### Task prompt
Put each of the lines below into a JSON list of strings, one string per line, skipping any blank lines and leaving out the pictures.

### Records supplied

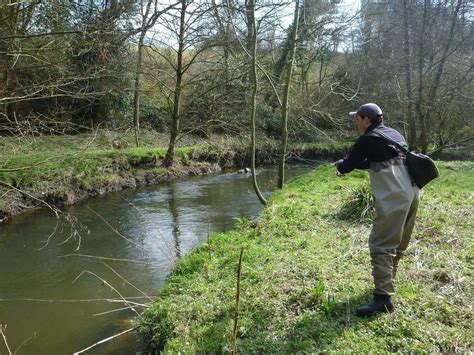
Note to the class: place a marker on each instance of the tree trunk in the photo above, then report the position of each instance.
(136, 95)
(284, 109)
(408, 72)
(175, 128)
(252, 42)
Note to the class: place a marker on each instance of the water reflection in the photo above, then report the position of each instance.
(139, 234)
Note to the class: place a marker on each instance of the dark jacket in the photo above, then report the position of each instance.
(370, 148)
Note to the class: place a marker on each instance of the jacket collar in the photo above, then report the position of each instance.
(373, 126)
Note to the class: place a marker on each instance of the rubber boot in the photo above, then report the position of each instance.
(379, 304)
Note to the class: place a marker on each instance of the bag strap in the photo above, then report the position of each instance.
(387, 138)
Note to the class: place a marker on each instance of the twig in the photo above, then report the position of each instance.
(110, 300)
(46, 242)
(128, 282)
(105, 282)
(209, 238)
(111, 259)
(119, 309)
(104, 341)
(237, 304)
(5, 338)
(116, 231)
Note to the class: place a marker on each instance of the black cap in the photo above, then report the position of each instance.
(371, 110)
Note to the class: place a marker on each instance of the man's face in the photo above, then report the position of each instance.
(362, 123)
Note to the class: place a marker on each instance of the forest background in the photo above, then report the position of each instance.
(68, 67)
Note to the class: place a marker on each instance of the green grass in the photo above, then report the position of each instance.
(305, 270)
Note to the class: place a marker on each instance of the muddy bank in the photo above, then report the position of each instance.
(64, 187)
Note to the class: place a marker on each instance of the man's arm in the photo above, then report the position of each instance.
(356, 160)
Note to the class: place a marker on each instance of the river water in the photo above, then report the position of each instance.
(63, 281)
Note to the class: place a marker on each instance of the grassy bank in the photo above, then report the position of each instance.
(61, 170)
(306, 269)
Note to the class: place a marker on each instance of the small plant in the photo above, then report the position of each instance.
(359, 206)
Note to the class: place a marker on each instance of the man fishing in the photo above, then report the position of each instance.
(396, 200)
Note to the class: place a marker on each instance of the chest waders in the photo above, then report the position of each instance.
(396, 204)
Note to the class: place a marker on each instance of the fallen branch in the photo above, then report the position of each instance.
(111, 259)
(103, 341)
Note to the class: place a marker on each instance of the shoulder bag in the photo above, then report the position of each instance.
(422, 168)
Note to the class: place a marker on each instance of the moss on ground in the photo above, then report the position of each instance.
(305, 271)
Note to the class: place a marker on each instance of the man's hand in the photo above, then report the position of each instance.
(336, 164)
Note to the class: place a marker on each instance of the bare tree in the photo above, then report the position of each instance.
(284, 108)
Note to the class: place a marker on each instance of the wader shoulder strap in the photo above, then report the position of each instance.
(377, 133)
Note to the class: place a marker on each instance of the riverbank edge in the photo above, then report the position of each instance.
(306, 269)
(123, 169)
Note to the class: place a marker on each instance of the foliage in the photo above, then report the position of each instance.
(305, 272)
(359, 205)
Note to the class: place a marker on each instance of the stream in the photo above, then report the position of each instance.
(62, 281)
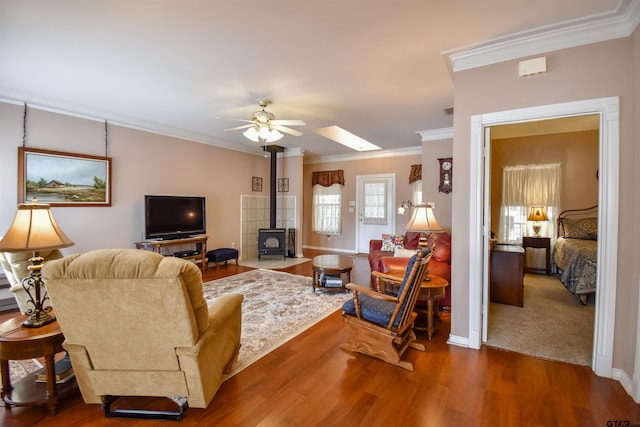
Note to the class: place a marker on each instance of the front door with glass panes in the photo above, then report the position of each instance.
(375, 212)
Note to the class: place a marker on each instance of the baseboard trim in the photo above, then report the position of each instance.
(458, 341)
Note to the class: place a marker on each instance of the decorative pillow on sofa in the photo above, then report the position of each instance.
(392, 241)
(585, 228)
(404, 253)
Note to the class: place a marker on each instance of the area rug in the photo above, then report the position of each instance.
(277, 307)
(19, 369)
(272, 263)
(551, 325)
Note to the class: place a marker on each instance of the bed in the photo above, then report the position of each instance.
(576, 251)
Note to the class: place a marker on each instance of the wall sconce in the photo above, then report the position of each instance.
(404, 206)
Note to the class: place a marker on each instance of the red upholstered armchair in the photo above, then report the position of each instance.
(440, 264)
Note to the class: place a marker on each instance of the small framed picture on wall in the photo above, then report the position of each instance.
(283, 185)
(256, 183)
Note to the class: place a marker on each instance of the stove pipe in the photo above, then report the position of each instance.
(274, 150)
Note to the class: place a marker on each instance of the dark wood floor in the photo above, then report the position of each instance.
(310, 381)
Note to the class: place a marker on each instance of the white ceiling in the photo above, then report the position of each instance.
(377, 68)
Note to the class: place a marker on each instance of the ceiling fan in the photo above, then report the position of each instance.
(263, 125)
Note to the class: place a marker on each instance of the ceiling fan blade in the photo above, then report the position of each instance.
(240, 127)
(287, 130)
(289, 122)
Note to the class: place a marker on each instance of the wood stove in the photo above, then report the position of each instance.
(271, 241)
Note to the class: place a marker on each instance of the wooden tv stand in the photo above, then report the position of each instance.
(199, 241)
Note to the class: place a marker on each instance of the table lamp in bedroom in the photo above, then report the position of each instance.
(537, 214)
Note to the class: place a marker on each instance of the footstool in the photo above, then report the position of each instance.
(222, 255)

### Exercise result
[
  "Note to the class: place a marker on each instance of the tree trunk in the photo above, then report the position of each instance.",
  "(136, 95)",
  "(284, 109)",
  "(408, 72)",
  "(175, 128)",
  "(252, 42)",
  "Note to the class: place a marker on each instance of the water reflection in the photo above, then report the position of each instance.",
  "(139, 234)",
  "Note to the class: place a marker on each instance of the dark jacket in the photo above, then report the position of each instance.",
  "(370, 148)",
  "Note to the class: place a marker on each instance of the jacket collar in the photo above, then report the position of each instance.",
  "(373, 126)",
  "Note to the class: place a marker on each instance of the rubber boot in the photo above, then report the position of each instance.",
  "(379, 304)",
  "Note to the class: place a marker on each instance of the bag strap in the photo above, then report the position of each instance.",
  "(387, 138)",
  "Note to the class: place a marker on each instance of the twig in the photo above, then report the position of each instance.",
  "(110, 300)",
  "(46, 242)",
  "(128, 282)",
  "(105, 282)",
  "(209, 238)",
  "(111, 259)",
  "(119, 309)",
  "(104, 341)",
  "(237, 304)",
  "(5, 338)",
  "(116, 231)",
  "Note to the class: place a marker on each instance of the black cap in the photo above, then report the position of each instance.",
  "(371, 110)",
  "Note to the class: place a marker on each instance of the man's face in the photo above, then report the position of each instance.",
  "(362, 123)",
  "Note to the class: place a marker on each instance of the forest background in the photo above, then report the position of each instance.",
  "(68, 67)",
  "Note to the class: place a marker on each instance of the green grass in the photo above, then report the position of each instance.",
  "(305, 270)",
  "Note to the class: place a marker on each instance of the muddy bank in the photo above, then report the position of each instance.",
  "(64, 187)",
  "Note to the class: place a marker on each instance of the man's arm in the photo above, then report the position of each instance.",
  "(356, 160)",
  "Note to the class: place a marker on each instance of the river water in the photo above, then report the position of each instance.",
  "(63, 281)",
  "Note to the class: place a marker on each instance of the grassy bank in the photo above, then report the position of each instance.",
  "(61, 170)",
  "(306, 269)",
  "Note to the class: place a marker on each instance of the small plant in the photo above, then report the position of each instance.",
  "(359, 206)",
  "Note to the class: place a marker on each instance of the man fishing in the photo above, then report the position of each instance.",
  "(396, 200)",
  "Note to the class: place a marker on each instance of the chest waders in the photo above, then report the position of each instance.",
  "(396, 204)",
  "Note to the class: place a marker on each instance of the fallen branch in the photo above, then report the position of each instance.",
  "(111, 259)",
  "(103, 341)",
  "Note to the class: place a marker on each instance of the shoulder bag in the photo above, then report the position of each instance.",
  "(422, 168)",
  "Note to the class: place a marker on each instance of the moss on ground in the photo above, then report the position of each instance.",
  "(305, 271)",
  "Note to the class: place a marker on each instance of the man's hand in the photo above, then report the position of each instance.",
  "(336, 164)",
  "Note to the class: place a marker on each instance of the bare tree in the photo above, then report the position of each instance.",
  "(284, 108)",
  "Note to the class: place a marker on each instance of the wader shoulder strap in the photo above, then report the position of each instance.",
  "(377, 133)",
  "Note to the class: place a marker on each instance of the riverbank edge in the photo above, then report the position of each instance.",
  "(306, 269)",
  "(123, 169)",
  "Note to the class: place a marker on each instance of the foliage in the photo above, then report the position of each instance.",
  "(305, 272)",
  "(359, 205)",
  "Note to the class: place a marker on each instance of the stream in the photo above, then report the position of each instance.",
  "(62, 281)",
  "Note to the class: place a marker on each instance of the front door with glass panes in the photo above, then report the position of each instance.",
  "(375, 212)",
  "Note to the class: place a marker on each instance of the baseboard trim in the photo above, then report the position of each instance.",
  "(458, 341)",
  "Note to the class: place a marker on each instance of the decorative pillow on sofa in the photo above, then report the position of each instance.",
  "(392, 241)",
  "(585, 228)",
  "(404, 253)",
  "Note to the class: place a marker on each instance of the area rug in the photo above, then report the position of each instance.",
  "(277, 307)",
  "(19, 369)",
  "(272, 263)",
  "(551, 325)",
  "Note to the class: place a marker on each instance of the bed in the photo above, then report the position of each instance.",
  "(576, 251)",
  "Note to the class: place a marker on each instance of the wall sconce in the photo above, then report the position of each instance.",
  "(404, 206)",
  "Note to the class: place a marker on each instance of the red upholstered armchair in the photo above, then report the position of each instance.",
  "(440, 264)",
  "Note to the class: place a marker on each instance of the small framed picture on wall in the photo above, then report the position of each instance.",
  "(283, 185)",
  "(256, 183)",
  "Note to the class: place a marker on each instance of the stove pipe in the photo above, then report the position of each instance.",
  "(274, 150)",
  "Note to the class: place a marker on each instance of the dark wood floor in the photo above, then report the position of each instance.",
  "(310, 381)",
  "Note to the class: place a marker on each instance of the white ceiling in the photo above, then report the position of each instance.",
  "(377, 68)",
  "Note to the class: place a marker on each instance of the ceiling fan in the photo above, then report the position of each instance.",
  "(263, 125)",
  "Note to the class: place a marker on each instance of the ceiling fan blade in the photo above, then report the position of each instance.",
  "(240, 127)",
  "(287, 130)",
  "(289, 122)",
  "Note to the class: place a marker on each instance of the wood stove in the photo above, then report the position of each instance.",
  "(271, 241)",
  "Note to the class: place a marker on each instance of the wooden tv stand in the photo above, then report the position of each instance.",
  "(199, 241)",
  "Note to the class: place a marker on each instance of the table lamp in bedroom in the photo above, then report the position of each instance.",
  "(537, 214)",
  "Note to the class: place a marker on each instance of the footstool in the photo above, then report the position of each instance.",
  "(222, 255)"
]